**Work instructions**: Could you reproduce the passage of the SEC Form 5 text from "What Is SEC" up to and including "trade is illegal.", word for word?

**Page text**:
What Is SEC Form 5: Annual Statement of Changes in Beneficial Ownership of Securities?

SEC Form 5: Annual Statement of Changes in Beneficial Ownership of Securities is a document that company insiders must file with the Securities and Exchange Commission (SEC) if they have conducted transactions during the year that they did not previously report via a Form 4. (Insiders file Form 4 when a material change occurs in their holdings.) Form 5 helps to prevent illegal insider trading through disclosure. Insider trading is the buying or selling of a security by someone who has access to material nonpublic information about the security. If the insider makes the trade when the material information has not been announced, the trade is illegal.

Who Can File SEC Form 5: Annual Statement of Changes in Beneficial Ownership of Securities?

Company insiders must file a Form 5 if they conducted security transactions during the year not previously reported on an SEC Form 4. An insider is defined as a company director or senior officer, as well as any person or entity that beneficially owns more than 10% of a company's voting shares.

The Intent of SEC Form 5

Form 5 helps to prevent illegal insider trading through disclosure. For example, in July 2018, a Boston federal jury found Schultz Chan and Songjiang Wang, who worked at Akebia Therapeutics and Merrimack Pharmaceuticals Inc., respectively, guilty of insider trading. Both Chan and Wang denied the charges; however, prosecutors said that from 2013 to 2014, Wang delivered proprietary information about Merrimack’s positive drug studies to Chan, prior to the Cambridge, Massachusetts-based company’s public announcement of the results. With the knowledge, Chan and his wife made several purchases of Merrimack stock. In one instance the couple made $136,000.

While filing Form 5 cannot fully avoid illegal insider trading, it is one step toward making individuals and organizations more accountable.

**Information**:

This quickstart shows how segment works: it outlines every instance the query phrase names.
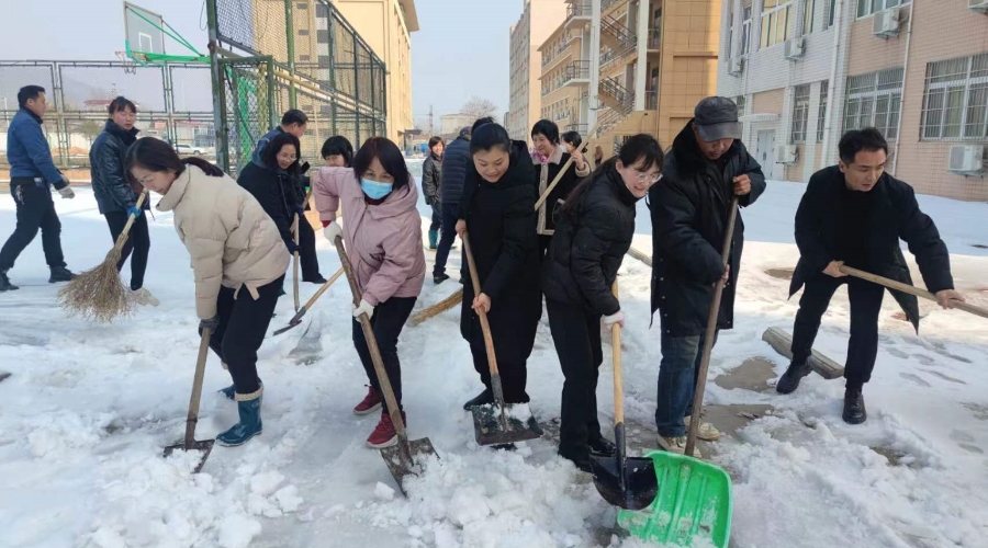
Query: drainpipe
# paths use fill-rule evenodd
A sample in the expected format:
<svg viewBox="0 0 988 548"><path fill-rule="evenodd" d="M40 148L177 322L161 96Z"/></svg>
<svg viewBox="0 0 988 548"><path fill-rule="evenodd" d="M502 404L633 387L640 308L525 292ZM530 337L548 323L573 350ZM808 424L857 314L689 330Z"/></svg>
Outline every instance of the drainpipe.
<svg viewBox="0 0 988 548"><path fill-rule="evenodd" d="M821 152L820 159L822 160L820 163L820 168L827 167L827 155L830 150L830 133L833 130L833 118L834 111L833 99L837 96L838 85L837 85L837 67L838 61L840 60L841 54L841 28L844 24L844 2L846 0L838 0L834 2L834 11L833 11L833 55L830 60L830 80L827 82L827 118L823 121L823 142L821 144ZM910 18L911 20L911 18ZM841 116L838 116L840 119ZM901 116L900 116L901 118Z"/></svg>
<svg viewBox="0 0 988 548"><path fill-rule="evenodd" d="M899 121L896 122L896 145L892 147L892 175L896 174L896 165L899 164L899 142L902 140L902 111L906 104L906 75L909 73L909 44L912 42L912 15L916 4L909 4L909 28L906 31L906 58L902 60L902 94L899 99ZM891 102L889 102L891 107Z"/></svg>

**Solution to the exercise**:
What Is SEC Form 5: Annual Statement of Changes in Beneficial Ownership of Securities?

SEC Form 5: Annual Statement of Changes in Beneficial Ownership of Securities is a document that company insiders must file with the Securities and Exchange Commission (SEC) if they have conducted transactions during the year that they did not previously report via a Form 4. (Insiders file Form 4 when a material change occurs in their holdings.) Form 5 helps to prevent illegal insider trading through disclosure. Insider trading is the buying or selling of a security by someone who has access to material nonpublic information about the security. If the insider makes the trade when the material information has not been announced, the trade is illegal.